# What the task asks
Please repeat all of the lines that follow, exactly as written.

# Dataset records
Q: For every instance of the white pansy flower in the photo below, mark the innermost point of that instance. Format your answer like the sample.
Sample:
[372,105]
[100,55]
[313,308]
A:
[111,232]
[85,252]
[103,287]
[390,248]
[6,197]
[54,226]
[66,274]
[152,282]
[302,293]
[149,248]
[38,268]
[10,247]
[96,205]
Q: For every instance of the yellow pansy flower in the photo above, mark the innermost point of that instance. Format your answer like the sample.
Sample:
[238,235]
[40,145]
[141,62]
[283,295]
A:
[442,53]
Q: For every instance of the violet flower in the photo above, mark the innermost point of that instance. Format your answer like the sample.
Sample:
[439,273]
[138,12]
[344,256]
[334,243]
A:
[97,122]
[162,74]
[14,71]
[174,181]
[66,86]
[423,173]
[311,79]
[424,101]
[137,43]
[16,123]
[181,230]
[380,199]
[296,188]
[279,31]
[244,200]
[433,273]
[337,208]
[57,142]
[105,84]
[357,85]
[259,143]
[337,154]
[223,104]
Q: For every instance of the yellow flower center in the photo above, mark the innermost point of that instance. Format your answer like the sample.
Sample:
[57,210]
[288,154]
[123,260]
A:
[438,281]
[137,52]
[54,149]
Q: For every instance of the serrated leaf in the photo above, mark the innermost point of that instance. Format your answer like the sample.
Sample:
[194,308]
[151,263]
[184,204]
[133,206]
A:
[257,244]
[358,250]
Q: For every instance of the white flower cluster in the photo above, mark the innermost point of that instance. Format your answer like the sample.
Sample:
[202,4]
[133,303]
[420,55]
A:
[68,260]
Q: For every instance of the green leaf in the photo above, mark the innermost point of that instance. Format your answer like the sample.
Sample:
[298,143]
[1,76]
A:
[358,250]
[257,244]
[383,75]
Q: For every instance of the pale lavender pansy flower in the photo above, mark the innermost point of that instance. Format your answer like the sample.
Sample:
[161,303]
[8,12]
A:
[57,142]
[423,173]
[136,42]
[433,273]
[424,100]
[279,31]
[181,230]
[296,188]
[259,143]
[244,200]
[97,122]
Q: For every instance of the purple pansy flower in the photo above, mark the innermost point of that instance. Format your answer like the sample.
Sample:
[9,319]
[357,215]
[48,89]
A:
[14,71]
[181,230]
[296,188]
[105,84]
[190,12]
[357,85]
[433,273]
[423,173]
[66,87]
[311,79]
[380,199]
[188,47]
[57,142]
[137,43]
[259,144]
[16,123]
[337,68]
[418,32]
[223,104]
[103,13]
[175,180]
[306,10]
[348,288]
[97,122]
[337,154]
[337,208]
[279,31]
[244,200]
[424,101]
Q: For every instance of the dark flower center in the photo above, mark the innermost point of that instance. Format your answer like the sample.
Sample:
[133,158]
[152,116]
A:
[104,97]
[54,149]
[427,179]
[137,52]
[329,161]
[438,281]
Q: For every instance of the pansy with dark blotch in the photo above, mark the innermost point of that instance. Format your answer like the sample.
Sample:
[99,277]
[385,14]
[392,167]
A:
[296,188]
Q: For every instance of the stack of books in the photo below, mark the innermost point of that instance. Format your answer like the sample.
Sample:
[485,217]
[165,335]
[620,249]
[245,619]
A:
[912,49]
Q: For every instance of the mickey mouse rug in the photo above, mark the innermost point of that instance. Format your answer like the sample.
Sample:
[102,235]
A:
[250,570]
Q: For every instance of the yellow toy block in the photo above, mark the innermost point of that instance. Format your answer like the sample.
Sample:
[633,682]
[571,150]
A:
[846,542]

# Response
Q: For every instance of the white pansy flower in the photo below, mark the innermost point of that instance. Format your answer like the sample.
Sample:
[372,105]
[100,55]
[313,308]
A:
[111,232]
[85,252]
[103,287]
[390,248]
[6,197]
[54,226]
[66,274]
[152,282]
[302,293]
[149,248]
[38,268]
[10,247]
[96,205]
Q: For every instance of the yellow pansy flower in the photo above, mark the innermost point of that instance. Format your answer like the sample.
Sample:
[238,235]
[40,145]
[141,62]
[283,295]
A:
[442,53]
Q: For every instance of the violet flower in the photo above, mark the innermost point of that instance. Format your answer like the sample.
Sample:
[439,273]
[138,12]
[344,256]
[334,243]
A:
[97,122]
[162,74]
[14,71]
[174,181]
[66,86]
[423,173]
[311,79]
[424,101]
[137,43]
[16,123]
[181,230]
[380,199]
[296,188]
[279,31]
[244,200]
[433,273]
[337,208]
[57,142]
[105,84]
[357,85]
[259,143]
[337,154]
[223,104]
Q: For every instance of the yellow flower center in the photo above, mark the innermost point of that instance. Format your answer like the sample.
Sample:
[57,210]
[288,154]
[123,260]
A:
[438,281]
[137,52]
[54,149]
Q: For every instance of the serrated leaf in the photo above, mark the innermost point of that instance. Format your answer like the sample.
Sample:
[194,308]
[151,263]
[184,204]
[133,206]
A:
[257,244]
[358,250]
Q: For every instance of the white flower cluster in the photo above, mark the innermost point of that instance. Format your answer like the sample.
Sample:
[202,4]
[133,303]
[420,55]
A:
[68,260]
Q: For every instance of the green leaf in the photo above, mark the innermost point of that instance. Format your answer like the sample.
Sample:
[298,143]
[1,76]
A:
[358,250]
[257,244]
[383,75]
Q: For every instance of the pale lavender pansy flower in the photo above, mark the innermost point of that instance. Format your answer like the sample.
Sample:
[161,303]
[8,12]
A:
[57,142]
[423,173]
[136,42]
[433,273]
[424,100]
[279,31]
[181,230]
[296,188]
[259,143]
[244,200]
[97,122]
Q: For every instance of the purple pansy flower in the photo above, mark the innermost point of that instance. Format your answer like the sample.
Sample:
[9,319]
[357,215]
[48,89]
A:
[14,71]
[181,230]
[296,188]
[105,84]
[190,12]
[357,85]
[433,273]
[423,173]
[66,87]
[311,79]
[380,199]
[188,47]
[57,142]
[137,43]
[259,144]
[16,123]
[337,68]
[418,32]
[223,104]
[103,13]
[175,180]
[306,10]
[348,288]
[97,122]
[337,154]
[337,208]
[279,31]
[244,200]
[424,101]
Q: For every instance of the dark flower center in the photo above, mark the innermost point of that instance. Format your answer like the sample.
Sample:
[133,158]
[152,116]
A:
[104,97]
[54,149]
[427,179]
[137,52]
[329,161]
[438,281]
Q: For every instance of the pansy with dark blotch in the photo above, mark the innermost point of that instance. Format your answer like the sample.
Sample:
[99,277]
[385,14]
[392,167]
A:
[296,188]
Q: For every instance of the stack of books in the photo below, mark the innermost point of that instance. Format your answer like the sample.
Sample:
[485,217]
[165,335]
[620,249]
[245,619]
A:
[912,49]
Q: For every instance of the mickey mouse rug in the photo above, mark the innermost point of that instance. Format your answer like the sample.
Sample:
[102,235]
A:
[250,570]
Q: For every instance of the yellow toy block in the photo above, mark the innermost point of that instance. Format your answer like the sample.
Sample:
[633,682]
[571,150]
A:
[846,542]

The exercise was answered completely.